- Task prompt
Copy out every record below exactly as written, but leave out any pictures.

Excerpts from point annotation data
****

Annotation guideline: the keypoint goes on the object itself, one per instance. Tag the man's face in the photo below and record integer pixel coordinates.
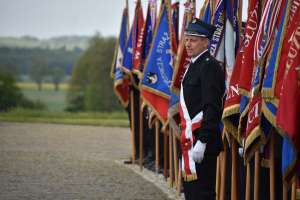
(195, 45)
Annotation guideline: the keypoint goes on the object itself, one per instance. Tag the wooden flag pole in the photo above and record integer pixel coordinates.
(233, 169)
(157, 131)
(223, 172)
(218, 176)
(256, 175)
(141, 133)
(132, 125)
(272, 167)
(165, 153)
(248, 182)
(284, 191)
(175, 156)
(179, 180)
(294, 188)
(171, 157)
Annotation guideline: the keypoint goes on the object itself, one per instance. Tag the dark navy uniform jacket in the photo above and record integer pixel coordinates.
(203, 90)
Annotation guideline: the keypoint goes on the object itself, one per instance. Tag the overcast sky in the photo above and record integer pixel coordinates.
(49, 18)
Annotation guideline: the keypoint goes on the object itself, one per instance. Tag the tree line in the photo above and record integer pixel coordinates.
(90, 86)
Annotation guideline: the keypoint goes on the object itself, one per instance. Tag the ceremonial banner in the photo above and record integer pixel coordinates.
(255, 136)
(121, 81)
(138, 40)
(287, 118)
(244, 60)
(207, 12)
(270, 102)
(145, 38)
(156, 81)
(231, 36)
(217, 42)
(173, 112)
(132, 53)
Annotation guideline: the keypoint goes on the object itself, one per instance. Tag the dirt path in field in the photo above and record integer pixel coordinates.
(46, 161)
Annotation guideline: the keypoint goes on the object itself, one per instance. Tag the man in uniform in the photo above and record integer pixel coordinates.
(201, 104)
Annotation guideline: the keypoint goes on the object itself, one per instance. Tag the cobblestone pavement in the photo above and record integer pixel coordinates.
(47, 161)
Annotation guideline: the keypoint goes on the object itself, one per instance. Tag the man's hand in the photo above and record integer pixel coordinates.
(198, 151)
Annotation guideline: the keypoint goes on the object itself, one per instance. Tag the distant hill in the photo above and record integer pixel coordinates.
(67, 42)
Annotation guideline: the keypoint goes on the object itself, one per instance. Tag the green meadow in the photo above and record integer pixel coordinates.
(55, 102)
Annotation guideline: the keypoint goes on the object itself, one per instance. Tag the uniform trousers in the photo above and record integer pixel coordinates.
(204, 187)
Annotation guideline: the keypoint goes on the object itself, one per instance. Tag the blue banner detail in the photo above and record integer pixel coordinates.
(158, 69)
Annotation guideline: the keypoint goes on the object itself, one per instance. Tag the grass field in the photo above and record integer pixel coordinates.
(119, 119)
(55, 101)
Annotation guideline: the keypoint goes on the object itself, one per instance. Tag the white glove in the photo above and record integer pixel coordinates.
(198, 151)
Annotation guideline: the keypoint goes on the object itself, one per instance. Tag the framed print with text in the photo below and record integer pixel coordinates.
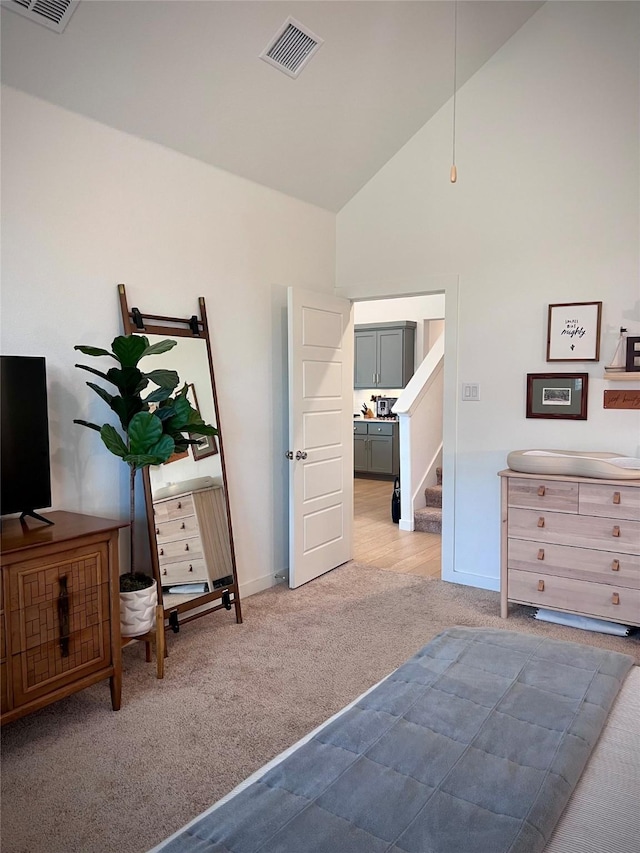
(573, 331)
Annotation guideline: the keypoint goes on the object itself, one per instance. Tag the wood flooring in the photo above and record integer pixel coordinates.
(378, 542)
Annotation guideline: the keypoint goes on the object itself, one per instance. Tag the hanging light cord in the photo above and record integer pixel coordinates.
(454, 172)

****

- Finished exercise
Annotation guideline: the keypoint goes on the object itself, one per instance. Tag the man's face in the photo below and record integer pixel coordinates.
(195, 45)
Annotation guideline: the keypoint goes on the object itself, one per instance. Tag the wooden flag pole in the photo above and record integer pixel coordinates.
(233, 169)
(157, 131)
(223, 172)
(218, 176)
(256, 175)
(141, 133)
(132, 125)
(272, 167)
(165, 153)
(248, 182)
(284, 191)
(175, 156)
(179, 180)
(294, 188)
(171, 157)
Annotation guideline: the keypoint goes on the object itself, one per instance. Tag the dark navy uniform jacket in the photo above and record integer pixel coordinates.
(203, 90)
Annotation guideline: the keypoint goes on the object itself, one per instance. Tag the overcast sky in the photo above and record integer pixel coordinates.
(49, 18)
Annotation guideline: the keypoint goes on the object itself, one per instance. Tag the tree line in the photo above and record integer pixel coordinates.
(90, 86)
Annotation guideline: the keypoint goes on the object itself, one per instance. Tag the ceremonial banner in the photo above and record integer pixel coordinates.
(255, 136)
(121, 81)
(138, 40)
(287, 118)
(244, 60)
(207, 12)
(270, 102)
(145, 38)
(156, 81)
(231, 36)
(217, 42)
(173, 112)
(132, 53)
Annotation guideline: the keypoint goes on the object itself, one per instance. Tag the dirt path in field in the photo above and record integer pixel coordinates.
(46, 161)
Annotation guideline: the keypoint goes on the object itself, one per instance. Tag the man in uniform in the photo above and record integer pixel coordinates.
(201, 104)
Annotation guideline: the keypoint goes on the object itself, one per instance. Tag the cobblestone pavement in the photo above and record integer pixel coordinates.
(47, 161)
Annotation guideline: the keypoint goes on the object itself, one per instance. Tag the man's hand in the photo above and record integer pixel coordinates.
(198, 151)
Annotation guideline: the keypoint goes on the object itself, one per instance. Tag the distant hill in the photo above and record integer pixel coordinates.
(67, 42)
Annotation guideline: the keypoint goes on the object itself, one per instance. Tag the green meadow in the photo above and record integer pixel coordinates.
(55, 102)
Annotation guideline: the keypoint goes on the object itself, one per instance. Tag the uniform trousers in the photo above and record integer pixel coordinates.
(204, 187)
Annotation guideline: the keypoint goes on the object itself, one per instance. Tag the blue banner detail in the photo above and record integer pixel coordinates.
(158, 69)
Annotation guideline: the keypoint goes on the object itself, one per instance. Tag the grass field in the photo above and record integer pixel coordinates.
(119, 119)
(55, 101)
Annotation guideline: the keypoint goes on the object itself, one per instance. Tag the white glove in the photo above and record integer pixel coordinates.
(198, 151)
Annotation guideline: the keypoint goes on the object itself, one per instance. Tag the framed print with text in the photo below and record integer pixel coordinates.
(573, 331)
Annotation guideline: the keypoint goes on the object itself, one per instance. Tag the wood flooring in the photo above and record integer pixel coordinates.
(378, 542)
Annotation guideline: the keypoint goes on the object itself, one per instance. Tag the hanging light cord in the photo above and record integer pixel coordinates.
(454, 172)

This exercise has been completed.